══ Records ══
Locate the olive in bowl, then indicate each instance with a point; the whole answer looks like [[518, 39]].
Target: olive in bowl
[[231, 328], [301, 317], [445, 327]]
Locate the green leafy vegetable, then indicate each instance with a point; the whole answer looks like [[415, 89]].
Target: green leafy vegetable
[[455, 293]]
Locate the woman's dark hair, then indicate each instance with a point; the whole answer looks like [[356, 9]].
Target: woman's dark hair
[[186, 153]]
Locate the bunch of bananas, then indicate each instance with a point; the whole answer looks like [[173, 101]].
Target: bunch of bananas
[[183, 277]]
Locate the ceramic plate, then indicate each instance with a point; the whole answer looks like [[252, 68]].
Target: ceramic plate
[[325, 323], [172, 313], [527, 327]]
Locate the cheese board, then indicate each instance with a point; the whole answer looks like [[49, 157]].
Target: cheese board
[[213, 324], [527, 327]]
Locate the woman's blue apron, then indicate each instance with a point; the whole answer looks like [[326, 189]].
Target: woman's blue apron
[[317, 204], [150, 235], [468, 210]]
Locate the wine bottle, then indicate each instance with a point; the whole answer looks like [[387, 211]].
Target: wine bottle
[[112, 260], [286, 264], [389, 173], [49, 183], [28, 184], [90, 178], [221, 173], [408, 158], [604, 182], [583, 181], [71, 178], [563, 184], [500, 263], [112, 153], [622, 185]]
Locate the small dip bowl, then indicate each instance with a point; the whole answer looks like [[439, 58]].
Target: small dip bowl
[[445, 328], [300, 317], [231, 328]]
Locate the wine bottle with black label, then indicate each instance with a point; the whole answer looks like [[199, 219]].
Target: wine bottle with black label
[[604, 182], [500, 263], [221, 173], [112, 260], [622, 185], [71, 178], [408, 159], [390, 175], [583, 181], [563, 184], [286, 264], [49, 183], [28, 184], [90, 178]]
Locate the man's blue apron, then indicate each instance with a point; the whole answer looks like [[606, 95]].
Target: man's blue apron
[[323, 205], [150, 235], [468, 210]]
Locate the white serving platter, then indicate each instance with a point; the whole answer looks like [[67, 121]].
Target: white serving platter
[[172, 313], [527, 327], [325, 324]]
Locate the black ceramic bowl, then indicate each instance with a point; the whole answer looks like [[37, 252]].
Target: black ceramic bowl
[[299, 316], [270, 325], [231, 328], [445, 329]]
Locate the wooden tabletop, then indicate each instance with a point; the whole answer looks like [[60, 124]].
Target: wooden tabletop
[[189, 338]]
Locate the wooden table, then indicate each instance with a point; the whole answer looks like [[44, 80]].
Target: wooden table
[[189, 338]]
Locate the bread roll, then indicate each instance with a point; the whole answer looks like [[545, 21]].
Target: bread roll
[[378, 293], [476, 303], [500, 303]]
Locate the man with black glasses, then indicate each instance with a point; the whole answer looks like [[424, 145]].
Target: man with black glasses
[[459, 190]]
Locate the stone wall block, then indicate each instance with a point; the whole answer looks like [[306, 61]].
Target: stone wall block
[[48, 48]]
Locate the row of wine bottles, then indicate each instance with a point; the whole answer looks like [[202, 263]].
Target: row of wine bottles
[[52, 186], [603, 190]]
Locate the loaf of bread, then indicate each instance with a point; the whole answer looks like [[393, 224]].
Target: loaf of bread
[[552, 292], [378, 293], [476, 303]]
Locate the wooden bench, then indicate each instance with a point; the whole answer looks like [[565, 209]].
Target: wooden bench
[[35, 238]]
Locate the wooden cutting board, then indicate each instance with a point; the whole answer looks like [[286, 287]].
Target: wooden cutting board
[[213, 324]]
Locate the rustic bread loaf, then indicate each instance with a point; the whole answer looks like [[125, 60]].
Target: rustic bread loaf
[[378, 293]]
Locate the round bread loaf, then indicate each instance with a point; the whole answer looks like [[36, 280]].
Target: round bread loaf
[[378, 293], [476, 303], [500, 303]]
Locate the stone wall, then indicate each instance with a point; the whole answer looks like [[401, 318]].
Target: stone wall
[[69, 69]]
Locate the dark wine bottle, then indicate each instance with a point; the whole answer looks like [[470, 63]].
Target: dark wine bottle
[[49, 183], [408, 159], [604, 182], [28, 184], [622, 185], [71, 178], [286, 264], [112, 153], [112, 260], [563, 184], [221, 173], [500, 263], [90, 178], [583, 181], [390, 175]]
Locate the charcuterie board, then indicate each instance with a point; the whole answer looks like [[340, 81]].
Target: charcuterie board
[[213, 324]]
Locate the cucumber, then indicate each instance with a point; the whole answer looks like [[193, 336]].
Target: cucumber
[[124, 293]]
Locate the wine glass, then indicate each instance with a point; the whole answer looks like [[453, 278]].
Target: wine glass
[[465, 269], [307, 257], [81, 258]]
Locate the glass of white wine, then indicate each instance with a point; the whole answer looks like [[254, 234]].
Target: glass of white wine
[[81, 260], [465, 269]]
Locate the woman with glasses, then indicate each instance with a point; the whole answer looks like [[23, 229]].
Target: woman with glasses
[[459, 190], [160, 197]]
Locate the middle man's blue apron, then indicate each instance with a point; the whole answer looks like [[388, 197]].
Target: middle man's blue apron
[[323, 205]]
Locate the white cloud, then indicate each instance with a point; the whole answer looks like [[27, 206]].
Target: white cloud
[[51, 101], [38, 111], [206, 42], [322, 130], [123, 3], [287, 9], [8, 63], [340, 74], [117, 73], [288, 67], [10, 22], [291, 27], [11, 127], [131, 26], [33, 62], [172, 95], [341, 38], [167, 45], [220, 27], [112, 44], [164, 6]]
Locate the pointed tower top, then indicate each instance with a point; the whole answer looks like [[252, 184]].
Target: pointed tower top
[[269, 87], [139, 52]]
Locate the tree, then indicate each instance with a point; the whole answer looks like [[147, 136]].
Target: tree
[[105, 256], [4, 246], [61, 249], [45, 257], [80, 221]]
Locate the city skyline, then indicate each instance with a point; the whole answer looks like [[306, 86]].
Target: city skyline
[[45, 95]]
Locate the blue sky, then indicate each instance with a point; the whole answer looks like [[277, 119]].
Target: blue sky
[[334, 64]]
═══
-- Work task --
Copy out the data in full, exactly.

-- Worked solution --
Locate the olive in bowl, then indicate each instance with a point; the whole answer looks like [[518, 39]].
Target: olive in bowl
[[231, 328], [301, 317], [445, 327]]
Locate the green leafy vegetable, then indicate each instance with a point; the whole answer looks like [[415, 89]].
Target: green leafy vegetable
[[455, 293]]
Locate the woman's dark hair, then indicate each instance with a point; the whole answer looks like [[356, 9]].
Target: woman's dark hair
[[186, 153]]
Locate the bunch of bananas, then indicate each instance with a point; the whole answer looks like [[173, 101]].
Target: bunch of bananas
[[183, 277]]
Locate the ceramic plate, then indicate each instance with a point; the whole answer looks like [[252, 68]].
Target: ceramic plate
[[325, 323], [172, 313], [527, 327]]
Locate the cheese board, then indicate each instance with a point; the whole answer looks like [[49, 157]].
Target: cheese board
[[213, 324], [527, 327]]
Locate the woman's blue apron, then indicate each instance with a point; the whole answer looks like [[326, 189]].
Target: woman's blue apron
[[317, 204], [150, 235], [468, 210]]
Locate the wine bottle, then indicate each instance with a point; the whole answer looks like [[387, 211]].
Target: wine bottle
[[112, 260], [286, 264], [389, 173], [49, 183], [28, 184], [90, 178], [221, 173], [408, 158], [604, 182], [583, 181], [71, 178], [563, 184], [500, 263], [112, 153], [622, 185]]
Locate the small dip bowl, then indicate each instance with a point; the whole answer looks like [[439, 58]].
Target: small dip bowl
[[445, 328], [300, 317], [231, 328]]
Locate the wine bottle with black label, then indicate each instance with a point; the whole answer looks like [[199, 219]].
Target: wine bottle with black label
[[604, 182], [500, 263], [221, 173], [112, 260], [622, 185], [71, 178], [408, 159], [390, 175], [583, 181], [563, 184], [286, 264], [49, 183], [28, 184], [90, 178]]
Locate the man's blue apron, then indicate each instance with a point; the whole answer looks like [[606, 95]].
Target: man's blue apron
[[323, 205], [150, 235], [468, 210]]
Locate the white serving platter, then indicate each instance with a point; the whole answer looks like [[67, 121]].
Target: white serving platter
[[172, 313], [527, 327], [325, 324]]
Locate the black ceramic bowl, then indicate each instance with a point; the whole answer looks like [[37, 252]].
Target: black ceramic bowl
[[299, 316], [270, 325], [231, 328], [445, 329]]
Locate the wooden tabletop, then indicate each instance with a point; the whole answer looks like [[60, 124]].
Target: wooden tabletop
[[189, 338]]
Locate the wooden table, then indicate each instance with a point; the whole answer looks like [[44, 80]].
Target: wooden table
[[189, 338]]
Locate the bread roll, then indicate each instance with a point; the whole answer looks like [[545, 21]].
Target: bread roll
[[378, 293], [476, 303], [500, 303]]
Locate the man with black glasses, then indicate each instance with a point; the whole answer looks like [[424, 145]].
Target: man with black glasses
[[459, 190]]
Locate the stone wall block, then indicate each instance with a point; the whole answer looks like [[306, 61]].
Target: stone wall block
[[48, 48]]
Locate the row of wine bottles, then indicate each instance with a point; the whole answer looks like [[202, 263]].
Target: row of wine bottles
[[52, 186], [603, 190]]
Locate the loaf of bread, then indicate each instance with a point; the whole answer looks like [[393, 224]].
Target: loaf of bread
[[552, 292], [378, 293], [476, 303]]
Locate the wooden bench, then indicate each instance with a point; the whole answer looks like [[565, 209]].
Target: wooden bench
[[35, 238]]
Locate the wooden cutting board, then indicate each instance with a point; the whole answer looks like [[286, 287]].
Target: wooden cutting board
[[213, 324]]
Locate the rustic bread loaf, then indicate each instance with a point; the whole answer looks like [[125, 60]].
Target: rustic bread loaf
[[378, 293]]
Locate the round bread loaf, then indicate each instance with a point; the whole answer looks like [[36, 280]].
Target: round bread loaf
[[378, 293], [476, 303], [500, 303]]
Locate the stone wall, then indicate each instance with a point; the whole answer looks like [[401, 318]].
Target: stone wall
[[69, 69]]
Locate the dark wine bottle, then indicate each instance with a point; the whole answer looks like [[470, 63]].
Target: dark wine bottle
[[49, 183], [408, 159], [604, 182], [28, 184], [622, 185], [71, 178], [286, 264], [112, 153], [112, 260], [563, 184], [221, 173], [500, 263], [90, 178], [583, 181], [390, 175]]
Locate the charcuterie board, then indicate each instance with a point; the whole answer looks like [[340, 81]].
Target: charcuterie board
[[213, 324]]
Locate the cucumber, then indicate each instance with a point; the whole answer looks like [[193, 336]].
Target: cucumber
[[124, 293]]
Locate the wine glass, then indicate each instance with a point; the whole answer looks like [[453, 278]].
Target: wine glass
[[465, 269], [307, 257], [81, 258]]
Locate the glass of white wine, then indicate each instance with a point; the whole answer looks like [[254, 234]].
Target: glass of white wine
[[81, 260], [465, 269]]
Locate the woman with glasses, then indicate each instance with a point; the whole answer looks like [[23, 229]].
Target: woman with glasses
[[459, 190], [160, 197]]
Locate the middle man's blue apron, then indicate each instance with a point; the whole answer looks like [[388, 197]].
Target: middle man's blue apron
[[323, 205]]
Locate the white cloud, then indicate each instance with a point; the whole answer looks like [[27, 206]].
Target: white cloud
[[51, 101], [38, 111], [206, 42], [322, 130], [123, 3], [287, 9], [8, 63], [340, 74], [117, 73], [288, 67], [10, 22], [291, 27], [11, 127], [131, 26], [33, 62], [172, 95], [341, 38], [167, 45], [220, 27], [112, 44], [164, 6]]
Locate the pointed tower top, then indicate each instance with a point; the whole answer looks like [[252, 184]].
Target: pointed tower top
[[269, 87], [139, 52]]
Locate the tree, then indicate each instance with a point; the whole answer looks like [[147, 136]].
Target: tree
[[105, 256], [4, 246], [61, 249], [45, 257], [80, 221]]
Locate the city skyline, then indicate each instance with a point; the whole answer looks like [[306, 86]].
Target: city skyline
[[45, 95]]
Locate the blue sky, then indicate each instance with a point; the whole answer looks like [[277, 119]].
Target: blue sky
[[334, 64]]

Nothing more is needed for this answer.